---- READING PASSAGE
10 October 2010

Follow the Prophet

Since last weekend's LDS General Conference there has been quite a bit of discussion on President Packer's talk about standards of morality and the power of repentance. Opinions have been shared and debated and protests have been staged because the talk was seen as a step backward for the church as regards the way we approach the LGBT community.

I have my own opinions on the matter that I don't really feel the need to express here. Suffice it to say that I have been in theater long enough (and in the world long enough) to have made several friends who associate with that community. I've enjoyed and treasured their friendships and valued the mutual respect that we've had for the beliefs we share or disagree on. This is true of every friendship I've had, really - the need for mutual respect and understanding even when you disagree.

I don't wish to discuss the political ramifications of President Packer's talk. Members outside of the LDS community are not always in a position to understand our beliefs as well as we would and they can't be blamed for that. What makes me nervous is when members of the church start calling the Presidency of the church and the Apostles 'out of touch' or 'misguided' or 'misinformed'. When they start asking for the Presidency to re-think or re-phrase what they have said so that it is more comfortable to hear. That is dangerous.
--------
PROBLEM A:
Repeat the pointing dataset records verbatim, every one of them, leaving out the pictures.
---- EXTRACTED RECORDS
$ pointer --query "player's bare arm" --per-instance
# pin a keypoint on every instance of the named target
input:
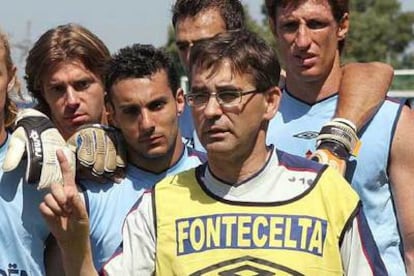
(401, 172)
(362, 91)
(65, 213)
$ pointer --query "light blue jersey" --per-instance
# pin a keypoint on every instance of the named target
(108, 204)
(23, 231)
(294, 130)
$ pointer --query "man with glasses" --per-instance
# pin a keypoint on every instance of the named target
(249, 209)
(363, 85)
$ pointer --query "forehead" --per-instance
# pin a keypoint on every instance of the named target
(142, 89)
(68, 69)
(205, 24)
(307, 8)
(222, 74)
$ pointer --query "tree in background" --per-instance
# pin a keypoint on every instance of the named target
(379, 31)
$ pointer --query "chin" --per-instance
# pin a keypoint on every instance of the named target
(218, 148)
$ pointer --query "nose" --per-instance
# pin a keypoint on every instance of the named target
(72, 97)
(147, 122)
(212, 108)
(186, 54)
(303, 39)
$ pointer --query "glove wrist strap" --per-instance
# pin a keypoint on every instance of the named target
(339, 136)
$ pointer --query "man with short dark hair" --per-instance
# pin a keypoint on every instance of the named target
(311, 36)
(249, 209)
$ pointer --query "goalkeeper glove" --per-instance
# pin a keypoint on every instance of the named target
(100, 152)
(336, 142)
(36, 136)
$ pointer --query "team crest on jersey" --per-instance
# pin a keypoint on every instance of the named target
--------
PROBLEM B:
Reproduce a portion of the post on President Packer's conference talk word for word, beginning at the words "I have my own" and stopping after "when you disagree.".

FULL ANSWER A:
$ pointer --query "player's bare arm" --per-instance
# pin a keypoint on every instance of the named target
input:
(401, 172)
(362, 91)
(65, 213)
$ pointer --query "light blue jersey" --per-instance
# pin a keypoint on every instance of the named target
(108, 204)
(23, 231)
(294, 130)
$ pointer --query "man with glasses" --per-instance
# pin a keypoint on every instance of the named target
(249, 209)
(363, 85)
$ pointer --query "forehead" --per-instance
# pin a keypoint on every instance of the named target
(142, 89)
(68, 69)
(205, 24)
(307, 8)
(222, 74)
$ pointer --query "tree in background" --per-instance
# pin a keypoint on every instance of the named target
(379, 31)
$ pointer --query "chin" --per-instance
# pin a keypoint on every instance of the named target
(218, 148)
$ pointer --query "nose" --per-instance
# pin a keypoint on every instance of the named target
(72, 97)
(147, 122)
(212, 108)
(186, 54)
(303, 39)
$ pointer --query "glove wrist strap" --per-instance
# pin a keypoint on every instance of the named target
(339, 136)
$ pointer --query "man with short dark hair" --per-instance
# pin a keypoint on every instance of the named target
(311, 36)
(249, 209)
$ pointer --query "goalkeeper glove" --per-instance
# pin a keypoint on every instance of the named target
(100, 152)
(336, 142)
(36, 136)
$ pointer --query "team crest on jersey" --per-instance
# pin a keypoint on every instance of the named target

FULL ANSWER B:
I have my own opinions on the matter that I don't really feel the need to express here. Suffice it to say that I have been in theater long enough (and in the world long enough) to have made several friends who associate with that community. I've enjoyed and treasured their friendships and valued the mutual respect that we've had for the beliefs we share or disagree on. This is true of every friendship I've had, really - the need for mutual respect and understanding even when you disagree.